* _TAREFA A REALIZAR_
Transcreva na íntegra, sem alterar nada, a crônica sobre a roupa lavada todo dia no casamento.

* _BLOCO DE TEXTO_
• • •

LAVO A ROUPA TODO O DIA, QUE AGONIA
O casado lava três vezes mais roupa do que o solteiro. É um fato incontestável.Aqui em casa a máquina de lavar não para. Ela é uma escrava do movimento. Já não consigo imaginar a cozinha silenciosa, desprovida do barulho do aquário girando. Nunca mais atravessei a dispensa de cabeça ereta. Por mais que me agache, tocarei com a testa no varal cheio.
Meu salário virou espuma de amaciante. Dentro do casamento, eu não tenho como fazer um montinho de camisetas sujas no armário, um ninho de preguiça, logo acabo desmascarado. E ainda sofro com a conferida da esposa no sovaco. Não há como discutir. A asa é de morcego na caverna, há muito tempo deixou de ser pássaro.
Sou empurrado para a obrigação de estar arrumado e limpo. Uma peça no chão já toma o caminho do balde. Não há clemência e compaixão da família. O que ponho em 24 horas já não serve para depois, experimento uma ditadura hospitalar, de luvas e aventais descartáveis.

• • •

* _DADOS ARMAZENADOS_
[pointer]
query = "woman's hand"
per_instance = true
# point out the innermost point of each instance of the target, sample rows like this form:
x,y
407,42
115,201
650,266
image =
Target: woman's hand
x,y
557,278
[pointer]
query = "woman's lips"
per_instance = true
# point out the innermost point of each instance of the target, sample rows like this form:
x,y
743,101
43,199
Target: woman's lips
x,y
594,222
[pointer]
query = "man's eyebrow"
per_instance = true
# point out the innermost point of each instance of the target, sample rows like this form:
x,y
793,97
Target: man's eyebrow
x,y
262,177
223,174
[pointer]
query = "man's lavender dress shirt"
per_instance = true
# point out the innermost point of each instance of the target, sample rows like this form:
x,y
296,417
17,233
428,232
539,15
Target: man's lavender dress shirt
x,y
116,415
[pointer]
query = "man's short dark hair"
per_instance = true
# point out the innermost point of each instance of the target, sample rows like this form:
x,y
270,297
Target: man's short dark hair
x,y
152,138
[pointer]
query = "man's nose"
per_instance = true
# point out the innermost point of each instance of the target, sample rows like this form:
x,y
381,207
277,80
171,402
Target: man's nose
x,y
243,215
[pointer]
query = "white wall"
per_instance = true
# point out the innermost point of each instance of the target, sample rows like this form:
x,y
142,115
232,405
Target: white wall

• • •

* _TAREFA CONCLUÍDA_
LAVO A ROUPA TODO O DIA, QUE AGONIA
O casado lava três vezes mais roupa do que o solteiro. É um fato incontestável.Aqui em casa a máquina de lavar não para. Ela é uma escrava do movimento. Já não consigo imaginar a cozinha silenciosa, desprovida do barulho do aquário girando. Nunca mais atravessei a dispensa de cabeça ereta. Por mais que me agache, tocarei com a testa no varal cheio.
Meu salário virou espuma de amaciante. Dentro do casamento, eu não tenho como fazer um montinho de camisetas sujas no armário, um ninho de preguiça, logo acabo desmascarado. E ainda sofro com a conferida da esposa no sovaco. Não há como discutir. A asa é de morcego na caverna, há muito tempo deixou de ser pássaro.
Sou empurrado para a obrigação de estar arrumado e limpo. Uma peça no chão já toma o caminho do balde. Não há clemência e compaixão da família. O que ponho em 24 horas já não serve para depois, experimento uma ditadura hospitalar, de luvas e aventais descartáveis.